** SUPPLIED MATERIAL follows **
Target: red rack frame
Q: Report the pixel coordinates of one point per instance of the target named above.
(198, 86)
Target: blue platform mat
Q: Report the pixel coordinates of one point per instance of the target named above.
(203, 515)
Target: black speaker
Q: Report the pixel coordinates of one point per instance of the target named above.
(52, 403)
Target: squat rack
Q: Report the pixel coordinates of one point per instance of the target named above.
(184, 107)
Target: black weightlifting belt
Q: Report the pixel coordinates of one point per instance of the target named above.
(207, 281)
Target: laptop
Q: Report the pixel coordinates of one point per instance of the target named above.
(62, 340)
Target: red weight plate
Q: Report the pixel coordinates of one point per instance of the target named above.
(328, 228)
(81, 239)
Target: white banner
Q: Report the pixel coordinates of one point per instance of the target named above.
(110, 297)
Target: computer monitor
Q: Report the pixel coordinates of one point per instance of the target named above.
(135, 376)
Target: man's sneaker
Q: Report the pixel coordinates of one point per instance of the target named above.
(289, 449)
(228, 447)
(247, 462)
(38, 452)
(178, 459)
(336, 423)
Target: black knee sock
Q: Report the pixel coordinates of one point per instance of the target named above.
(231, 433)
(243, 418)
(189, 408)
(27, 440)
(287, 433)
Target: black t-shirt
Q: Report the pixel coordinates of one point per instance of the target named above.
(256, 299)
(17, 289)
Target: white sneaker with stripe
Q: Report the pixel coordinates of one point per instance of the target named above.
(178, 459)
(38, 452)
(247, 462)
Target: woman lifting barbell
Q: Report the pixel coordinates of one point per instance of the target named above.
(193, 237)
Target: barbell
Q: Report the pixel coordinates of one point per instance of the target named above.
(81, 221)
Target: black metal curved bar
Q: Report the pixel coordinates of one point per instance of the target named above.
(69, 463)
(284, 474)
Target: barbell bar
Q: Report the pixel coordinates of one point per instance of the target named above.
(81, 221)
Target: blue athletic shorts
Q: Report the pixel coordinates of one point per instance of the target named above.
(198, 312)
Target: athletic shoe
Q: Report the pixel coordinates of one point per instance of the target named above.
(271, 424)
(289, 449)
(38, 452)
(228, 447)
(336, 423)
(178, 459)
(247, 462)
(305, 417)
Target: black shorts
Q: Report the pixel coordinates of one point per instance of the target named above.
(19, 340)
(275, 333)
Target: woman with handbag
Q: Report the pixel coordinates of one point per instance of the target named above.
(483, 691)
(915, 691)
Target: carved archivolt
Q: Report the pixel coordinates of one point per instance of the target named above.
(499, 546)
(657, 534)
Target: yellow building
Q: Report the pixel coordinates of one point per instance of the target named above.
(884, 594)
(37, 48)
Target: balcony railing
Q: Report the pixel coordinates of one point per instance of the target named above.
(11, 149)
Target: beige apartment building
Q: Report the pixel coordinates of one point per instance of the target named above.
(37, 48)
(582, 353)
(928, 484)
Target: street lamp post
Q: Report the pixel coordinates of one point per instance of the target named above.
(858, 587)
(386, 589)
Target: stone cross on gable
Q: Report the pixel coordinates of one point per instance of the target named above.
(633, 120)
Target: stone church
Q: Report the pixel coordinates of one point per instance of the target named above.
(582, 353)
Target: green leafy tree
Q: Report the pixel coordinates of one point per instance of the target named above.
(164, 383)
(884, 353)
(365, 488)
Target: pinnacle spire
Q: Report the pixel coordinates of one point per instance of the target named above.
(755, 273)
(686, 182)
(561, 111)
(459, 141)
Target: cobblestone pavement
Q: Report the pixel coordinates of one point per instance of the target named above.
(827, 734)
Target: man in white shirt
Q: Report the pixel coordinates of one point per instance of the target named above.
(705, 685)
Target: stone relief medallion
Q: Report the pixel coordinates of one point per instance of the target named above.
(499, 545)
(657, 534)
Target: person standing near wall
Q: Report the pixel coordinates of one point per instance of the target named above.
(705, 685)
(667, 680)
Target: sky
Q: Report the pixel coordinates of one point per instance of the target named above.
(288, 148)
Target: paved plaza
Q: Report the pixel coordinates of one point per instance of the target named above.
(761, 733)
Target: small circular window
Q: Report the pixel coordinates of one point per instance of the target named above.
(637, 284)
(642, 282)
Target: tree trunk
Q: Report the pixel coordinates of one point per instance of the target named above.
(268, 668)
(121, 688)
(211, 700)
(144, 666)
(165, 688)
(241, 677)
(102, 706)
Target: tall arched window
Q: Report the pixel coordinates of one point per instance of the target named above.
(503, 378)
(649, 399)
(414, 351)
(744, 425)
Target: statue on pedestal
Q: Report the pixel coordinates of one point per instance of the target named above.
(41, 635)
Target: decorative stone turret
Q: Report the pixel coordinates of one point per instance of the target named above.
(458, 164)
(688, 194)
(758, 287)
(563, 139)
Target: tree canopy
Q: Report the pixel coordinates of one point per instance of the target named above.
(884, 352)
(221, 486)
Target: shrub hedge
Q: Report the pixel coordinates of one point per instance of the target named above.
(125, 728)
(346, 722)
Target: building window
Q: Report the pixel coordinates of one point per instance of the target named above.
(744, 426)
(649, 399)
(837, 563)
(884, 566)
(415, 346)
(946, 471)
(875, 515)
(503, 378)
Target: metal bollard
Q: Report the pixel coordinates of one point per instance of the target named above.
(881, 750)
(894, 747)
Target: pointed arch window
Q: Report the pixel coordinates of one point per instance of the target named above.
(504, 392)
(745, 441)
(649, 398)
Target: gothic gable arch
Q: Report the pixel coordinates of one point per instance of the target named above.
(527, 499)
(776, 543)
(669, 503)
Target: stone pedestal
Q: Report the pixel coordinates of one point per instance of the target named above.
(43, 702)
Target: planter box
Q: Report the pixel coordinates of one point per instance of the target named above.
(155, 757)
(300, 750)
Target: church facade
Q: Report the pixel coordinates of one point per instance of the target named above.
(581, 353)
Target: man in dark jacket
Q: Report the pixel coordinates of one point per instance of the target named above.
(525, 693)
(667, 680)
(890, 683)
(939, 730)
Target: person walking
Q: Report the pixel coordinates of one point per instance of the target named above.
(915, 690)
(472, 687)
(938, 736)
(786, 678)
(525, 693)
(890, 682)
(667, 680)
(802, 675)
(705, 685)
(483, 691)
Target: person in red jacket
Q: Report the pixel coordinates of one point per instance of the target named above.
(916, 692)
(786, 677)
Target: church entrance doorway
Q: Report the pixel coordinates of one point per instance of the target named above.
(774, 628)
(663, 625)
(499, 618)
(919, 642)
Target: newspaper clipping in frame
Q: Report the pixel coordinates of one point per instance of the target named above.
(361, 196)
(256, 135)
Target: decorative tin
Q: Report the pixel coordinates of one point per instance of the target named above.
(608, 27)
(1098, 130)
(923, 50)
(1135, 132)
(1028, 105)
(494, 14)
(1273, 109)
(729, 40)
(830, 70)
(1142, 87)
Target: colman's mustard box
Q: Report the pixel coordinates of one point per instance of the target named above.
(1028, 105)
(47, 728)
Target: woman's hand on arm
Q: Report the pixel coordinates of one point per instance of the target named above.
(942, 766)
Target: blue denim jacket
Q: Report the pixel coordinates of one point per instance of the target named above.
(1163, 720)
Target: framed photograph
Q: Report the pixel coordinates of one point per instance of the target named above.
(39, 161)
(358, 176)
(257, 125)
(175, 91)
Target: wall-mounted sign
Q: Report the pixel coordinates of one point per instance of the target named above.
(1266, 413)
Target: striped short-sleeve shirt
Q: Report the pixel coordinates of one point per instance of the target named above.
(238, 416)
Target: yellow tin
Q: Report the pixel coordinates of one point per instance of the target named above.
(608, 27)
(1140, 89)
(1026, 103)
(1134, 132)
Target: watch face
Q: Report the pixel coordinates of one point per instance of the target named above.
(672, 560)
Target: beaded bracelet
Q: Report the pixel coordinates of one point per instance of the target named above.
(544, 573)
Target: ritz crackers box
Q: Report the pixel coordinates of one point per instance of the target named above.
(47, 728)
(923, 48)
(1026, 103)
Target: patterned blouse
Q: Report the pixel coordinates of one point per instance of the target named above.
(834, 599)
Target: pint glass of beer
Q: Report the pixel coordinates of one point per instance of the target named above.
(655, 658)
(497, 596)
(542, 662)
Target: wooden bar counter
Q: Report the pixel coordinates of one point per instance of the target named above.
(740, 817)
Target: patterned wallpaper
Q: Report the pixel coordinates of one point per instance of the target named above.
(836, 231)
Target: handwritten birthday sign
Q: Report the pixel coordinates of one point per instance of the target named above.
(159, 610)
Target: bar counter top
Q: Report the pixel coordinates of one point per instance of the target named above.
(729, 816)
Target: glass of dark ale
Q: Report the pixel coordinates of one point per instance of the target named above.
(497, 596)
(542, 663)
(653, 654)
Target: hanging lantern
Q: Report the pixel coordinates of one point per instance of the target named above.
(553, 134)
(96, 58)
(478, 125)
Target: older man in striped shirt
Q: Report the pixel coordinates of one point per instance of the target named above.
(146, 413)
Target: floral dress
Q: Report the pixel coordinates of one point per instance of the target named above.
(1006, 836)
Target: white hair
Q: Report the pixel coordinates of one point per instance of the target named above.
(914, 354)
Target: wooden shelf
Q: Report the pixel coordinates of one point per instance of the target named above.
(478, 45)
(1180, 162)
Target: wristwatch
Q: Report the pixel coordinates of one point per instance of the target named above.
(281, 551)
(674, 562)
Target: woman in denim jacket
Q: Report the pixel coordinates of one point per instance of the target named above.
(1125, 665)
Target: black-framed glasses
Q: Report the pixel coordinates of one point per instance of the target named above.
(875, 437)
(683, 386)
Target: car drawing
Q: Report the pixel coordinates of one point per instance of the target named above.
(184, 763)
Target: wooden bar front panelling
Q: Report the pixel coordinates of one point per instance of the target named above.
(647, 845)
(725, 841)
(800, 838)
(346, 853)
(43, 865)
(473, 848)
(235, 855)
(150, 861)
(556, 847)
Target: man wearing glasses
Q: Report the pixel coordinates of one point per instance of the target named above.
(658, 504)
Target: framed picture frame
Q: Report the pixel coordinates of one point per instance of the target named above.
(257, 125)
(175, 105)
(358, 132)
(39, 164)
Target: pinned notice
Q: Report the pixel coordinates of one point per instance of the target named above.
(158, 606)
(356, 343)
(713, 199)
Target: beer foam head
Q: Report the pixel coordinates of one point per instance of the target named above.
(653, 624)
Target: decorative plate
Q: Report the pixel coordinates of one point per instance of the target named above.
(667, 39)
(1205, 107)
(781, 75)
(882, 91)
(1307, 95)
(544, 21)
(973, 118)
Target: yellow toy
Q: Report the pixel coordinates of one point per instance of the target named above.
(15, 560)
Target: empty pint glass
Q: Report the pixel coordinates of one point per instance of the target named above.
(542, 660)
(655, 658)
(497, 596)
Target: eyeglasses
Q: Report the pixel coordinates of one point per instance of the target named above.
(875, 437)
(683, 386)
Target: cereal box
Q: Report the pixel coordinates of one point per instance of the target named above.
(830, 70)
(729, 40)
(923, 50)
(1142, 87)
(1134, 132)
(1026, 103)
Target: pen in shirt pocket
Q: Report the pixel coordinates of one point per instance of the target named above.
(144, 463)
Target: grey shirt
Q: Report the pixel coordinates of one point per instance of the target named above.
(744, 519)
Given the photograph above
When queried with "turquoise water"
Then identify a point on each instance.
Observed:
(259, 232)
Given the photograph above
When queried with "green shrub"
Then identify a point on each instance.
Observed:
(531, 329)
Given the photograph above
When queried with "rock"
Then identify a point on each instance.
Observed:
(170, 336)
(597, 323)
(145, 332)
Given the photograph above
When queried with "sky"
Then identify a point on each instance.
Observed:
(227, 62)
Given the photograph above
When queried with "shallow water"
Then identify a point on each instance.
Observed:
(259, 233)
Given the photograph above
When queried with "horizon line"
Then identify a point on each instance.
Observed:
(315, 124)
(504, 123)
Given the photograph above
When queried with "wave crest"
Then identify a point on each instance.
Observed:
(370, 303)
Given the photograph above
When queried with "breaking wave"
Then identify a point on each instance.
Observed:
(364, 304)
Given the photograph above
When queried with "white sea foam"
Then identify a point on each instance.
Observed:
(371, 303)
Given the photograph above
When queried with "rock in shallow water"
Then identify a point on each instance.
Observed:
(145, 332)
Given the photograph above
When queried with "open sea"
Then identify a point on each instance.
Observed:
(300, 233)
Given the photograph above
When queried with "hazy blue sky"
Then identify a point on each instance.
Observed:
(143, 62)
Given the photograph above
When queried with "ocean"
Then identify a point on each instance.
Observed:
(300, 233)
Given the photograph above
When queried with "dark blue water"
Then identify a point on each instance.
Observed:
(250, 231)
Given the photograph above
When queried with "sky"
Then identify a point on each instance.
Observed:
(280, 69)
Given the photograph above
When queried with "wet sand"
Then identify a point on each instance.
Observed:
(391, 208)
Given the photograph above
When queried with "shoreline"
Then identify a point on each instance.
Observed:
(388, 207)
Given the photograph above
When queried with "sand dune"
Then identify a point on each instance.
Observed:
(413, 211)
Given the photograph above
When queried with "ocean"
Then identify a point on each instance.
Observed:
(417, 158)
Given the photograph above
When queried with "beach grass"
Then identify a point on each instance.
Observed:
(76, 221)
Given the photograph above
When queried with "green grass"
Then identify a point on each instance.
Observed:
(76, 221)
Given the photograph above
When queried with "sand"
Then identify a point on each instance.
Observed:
** End of SUPPLIED MATERIAL **
Please find, in the entries above, every line where "framed" occurs, and copy it.

### RESULT OF THIS EXERCISE:
Target: framed photograph
Target: black-framed glasses
Target: framed picture frame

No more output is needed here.